Document section
====================

My question is, what is the relationship between sleep deprivation and exercise? When you are very tired and have been getting little sleep for several days, is it better to just take it easy and let your exercise program go, or is it better to persist and work out anyway, albeit at a lower intensity?

I have bouts of insomnia, so it's not too helpful to just say "try to get more sleep." Sometimes I just can't.

— Tired and Flabby

Dear Tired and Flabby,

Don’t run yourself ragged! It seems that there is a larger issue here: not getting enough sleep. Sleep deprivation increases your risk of developing cognitive problems and chronic diseases such as diabetes and obesity. Exercising every day is a great way to help you get back into a healthy sleep routine. In addition, regular exercise may help control weight, protect against certain health conditions and diseases, boost energy, improve your mood, and have a positive effect on your sex life (oh, baby!). However, research has shown that a lack of sleep can undermine the awesome health benefits of exercise.

====================

Extracted data
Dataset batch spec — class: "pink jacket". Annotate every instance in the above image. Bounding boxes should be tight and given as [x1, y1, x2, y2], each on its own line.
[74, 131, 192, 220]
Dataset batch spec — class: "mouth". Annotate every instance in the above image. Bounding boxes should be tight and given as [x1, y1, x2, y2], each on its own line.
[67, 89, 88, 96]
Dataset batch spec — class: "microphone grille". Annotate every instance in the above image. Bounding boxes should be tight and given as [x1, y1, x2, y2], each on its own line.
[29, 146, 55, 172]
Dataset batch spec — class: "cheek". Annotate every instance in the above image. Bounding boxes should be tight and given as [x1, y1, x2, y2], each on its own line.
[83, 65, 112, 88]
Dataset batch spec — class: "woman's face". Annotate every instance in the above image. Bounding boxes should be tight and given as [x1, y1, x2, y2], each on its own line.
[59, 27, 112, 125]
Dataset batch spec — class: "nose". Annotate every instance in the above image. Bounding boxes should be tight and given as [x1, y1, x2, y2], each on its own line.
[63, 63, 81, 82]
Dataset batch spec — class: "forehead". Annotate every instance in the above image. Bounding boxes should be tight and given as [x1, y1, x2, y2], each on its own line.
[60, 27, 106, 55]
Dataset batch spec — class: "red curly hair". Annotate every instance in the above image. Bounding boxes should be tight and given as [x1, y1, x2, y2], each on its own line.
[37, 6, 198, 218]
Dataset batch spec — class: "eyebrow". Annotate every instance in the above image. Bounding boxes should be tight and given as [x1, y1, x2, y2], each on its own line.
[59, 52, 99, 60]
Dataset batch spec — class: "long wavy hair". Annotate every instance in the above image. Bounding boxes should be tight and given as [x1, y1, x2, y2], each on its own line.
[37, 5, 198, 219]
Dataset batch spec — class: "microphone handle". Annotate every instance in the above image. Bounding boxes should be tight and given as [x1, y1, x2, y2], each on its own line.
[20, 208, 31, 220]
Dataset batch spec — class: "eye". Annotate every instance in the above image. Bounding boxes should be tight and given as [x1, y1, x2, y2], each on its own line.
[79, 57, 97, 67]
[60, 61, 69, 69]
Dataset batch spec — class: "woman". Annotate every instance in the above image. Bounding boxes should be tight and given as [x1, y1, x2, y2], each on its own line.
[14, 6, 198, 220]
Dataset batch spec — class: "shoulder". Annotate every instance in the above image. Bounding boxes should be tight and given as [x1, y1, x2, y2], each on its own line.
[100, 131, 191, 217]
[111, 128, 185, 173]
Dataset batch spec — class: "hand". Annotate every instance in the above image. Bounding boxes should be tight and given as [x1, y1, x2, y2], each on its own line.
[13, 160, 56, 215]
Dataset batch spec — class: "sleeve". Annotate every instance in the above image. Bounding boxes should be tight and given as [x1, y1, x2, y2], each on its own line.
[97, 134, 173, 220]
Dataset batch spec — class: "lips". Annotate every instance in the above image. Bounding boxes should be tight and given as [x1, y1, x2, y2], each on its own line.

====================

Exercise requirements
Can you write out the part of the sleep and exercise advice text starting with "I have bouts" and going on through "benefits of exercise.", word for word?

Exercise response
I have bouts of insomnia, so it's not too helpful to just say "try to get more sleep." Sometimes I just can't.

— Tired and Flabby

Dear Tired and Flabby,

Don’t run yourself ragged! It seems that there is a larger issue here: not getting enough sleep. Sleep deprivation increases your risk of developing cognitive problems and chronic diseases such as diabetes and obesity. Exercising every day is a great way to help you get back into a healthy sleep routine. In addition, regular exercise may help control weight, protect against certain health conditions and diseases, boost energy, improve your mood, and have a positive effect on your sex life (oh, baby!). However, research has shown that a lack of sleep can undermine the awesome health benefits of exercise.